Exercise directions:
Each line of the data has to be transcribed exactly.

Stored items from a collection

######

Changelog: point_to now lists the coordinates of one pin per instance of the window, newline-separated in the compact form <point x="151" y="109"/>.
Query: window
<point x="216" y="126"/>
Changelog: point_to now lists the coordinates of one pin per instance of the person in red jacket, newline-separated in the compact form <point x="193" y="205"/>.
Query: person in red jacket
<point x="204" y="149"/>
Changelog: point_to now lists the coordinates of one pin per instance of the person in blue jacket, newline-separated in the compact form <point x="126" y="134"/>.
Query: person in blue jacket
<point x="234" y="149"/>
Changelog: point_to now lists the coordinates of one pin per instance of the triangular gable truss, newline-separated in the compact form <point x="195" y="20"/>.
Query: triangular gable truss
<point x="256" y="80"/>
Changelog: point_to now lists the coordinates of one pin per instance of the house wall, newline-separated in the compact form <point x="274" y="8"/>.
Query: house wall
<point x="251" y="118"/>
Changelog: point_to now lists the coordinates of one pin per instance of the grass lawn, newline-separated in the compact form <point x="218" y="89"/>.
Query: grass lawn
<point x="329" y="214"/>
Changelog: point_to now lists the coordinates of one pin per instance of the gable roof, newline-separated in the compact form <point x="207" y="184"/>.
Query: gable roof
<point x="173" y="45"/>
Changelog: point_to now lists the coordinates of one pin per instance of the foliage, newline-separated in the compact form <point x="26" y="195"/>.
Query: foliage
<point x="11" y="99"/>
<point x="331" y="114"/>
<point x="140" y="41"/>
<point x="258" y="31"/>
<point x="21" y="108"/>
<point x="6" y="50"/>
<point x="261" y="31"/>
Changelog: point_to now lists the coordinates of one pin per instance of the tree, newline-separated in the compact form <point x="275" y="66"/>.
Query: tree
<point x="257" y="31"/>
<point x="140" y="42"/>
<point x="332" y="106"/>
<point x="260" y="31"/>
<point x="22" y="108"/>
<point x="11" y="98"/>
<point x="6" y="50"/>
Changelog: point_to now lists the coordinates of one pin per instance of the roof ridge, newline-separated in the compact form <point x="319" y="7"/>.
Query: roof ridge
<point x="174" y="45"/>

######

Task output:
Changelog: point_to now lists the coordinates of one pin per instance of the window, newline-separated in the compact form <point x="151" y="109"/>.
Query: window
<point x="216" y="126"/>
Changelog: point_to now lists the coordinates of one pin per instance of the person in red jacket, newline-separated in the compact form <point x="193" y="205"/>.
Query: person in red jacket
<point x="204" y="149"/>
Changelog: point_to now lists the coordinates of one pin per instance of the person in blue jacket, newline-separated in the compact form <point x="126" y="134"/>.
Query: person in blue jacket
<point x="234" y="149"/>
Changelog: point_to now lists the coordinates of one pin per instance of the triangular gable truss, newline-separated in the compact form <point x="195" y="20"/>.
Query: triangular gable truss
<point x="256" y="80"/>
Changelog: point_to now lists the coordinates of one pin per instance of the house wall, newline-separated in the compact form <point x="274" y="8"/>.
Query: house wall
<point x="251" y="118"/>
Changelog: point_to now lists the coordinates of one pin per instance of the grass lawn, newline-separated in the compact form <point x="218" y="89"/>.
Query: grass lawn
<point x="329" y="214"/>
Changelog: point_to now lists the coordinates of one pin per instance of the gable roof, newline-separated in the compact form <point x="207" y="184"/>.
Query: gable roof
<point x="173" y="45"/>
Changelog: point_to now lists the coordinates of one pin per instance of the foliage, newline-separated in the compact form <point x="26" y="195"/>.
Query: foliage
<point x="11" y="99"/>
<point x="331" y="114"/>
<point x="140" y="41"/>
<point x="258" y="31"/>
<point x="21" y="108"/>
<point x="6" y="50"/>
<point x="261" y="31"/>
Changelog: point_to now lists the coordinates of one pin per instance of the tree, newline-separated in the compact form <point x="275" y="66"/>.
Query: tree
<point x="257" y="31"/>
<point x="140" y="42"/>
<point x="332" y="106"/>
<point x="260" y="31"/>
<point x="22" y="108"/>
<point x="11" y="98"/>
<point x="6" y="50"/>
Changelog: point_to now lists the coordinates of one pin per instance of the roof ridge, newline-separated in the compact form <point x="319" y="7"/>.
Query: roof ridge
<point x="174" y="45"/>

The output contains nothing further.